— Begin —
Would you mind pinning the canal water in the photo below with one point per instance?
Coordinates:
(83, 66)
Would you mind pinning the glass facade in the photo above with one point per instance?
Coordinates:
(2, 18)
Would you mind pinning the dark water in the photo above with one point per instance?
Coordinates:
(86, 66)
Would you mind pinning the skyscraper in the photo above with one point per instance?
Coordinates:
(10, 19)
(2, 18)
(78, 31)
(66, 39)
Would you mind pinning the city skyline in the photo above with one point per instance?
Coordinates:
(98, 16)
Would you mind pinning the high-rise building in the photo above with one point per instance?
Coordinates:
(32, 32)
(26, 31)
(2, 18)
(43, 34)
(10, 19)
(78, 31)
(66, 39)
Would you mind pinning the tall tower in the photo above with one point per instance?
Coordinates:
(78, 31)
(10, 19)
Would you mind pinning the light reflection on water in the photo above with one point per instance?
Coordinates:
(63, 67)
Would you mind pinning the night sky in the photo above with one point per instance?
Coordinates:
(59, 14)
— End —
■ What is needed
Copy each line of the data above without altering a single character.

■ Complete answer
Would you mind pinning the canal water in the photo below with one point per instance?
Coordinates:
(83, 66)
Would you mind pinning the glass facade in the photo above with one point per instance?
Coordinates:
(2, 18)
Would you mind pinning the dark water in the photo above with one point per instance?
Coordinates:
(86, 66)
Would you mind pinning the skyscraper in the photo above with one point per instance?
Coordinates:
(10, 19)
(2, 18)
(78, 31)
(66, 39)
Would you mind pinning the city skyline in the photo above with one point per instance?
Coordinates:
(98, 16)
Would you mind pinning the high-rise building in the photo above with one point per instance?
Coordinates:
(32, 32)
(26, 31)
(2, 18)
(43, 34)
(10, 19)
(78, 31)
(66, 39)
Would you mind pinning the tall tower in the photo above with one point per instance?
Coordinates:
(78, 31)
(10, 19)
Would you mind pinning the light reflection on water in the photo above with one point per instance?
Coordinates:
(63, 67)
Would you mind pinning the night sky in the photo above with one point per instance?
Coordinates:
(59, 14)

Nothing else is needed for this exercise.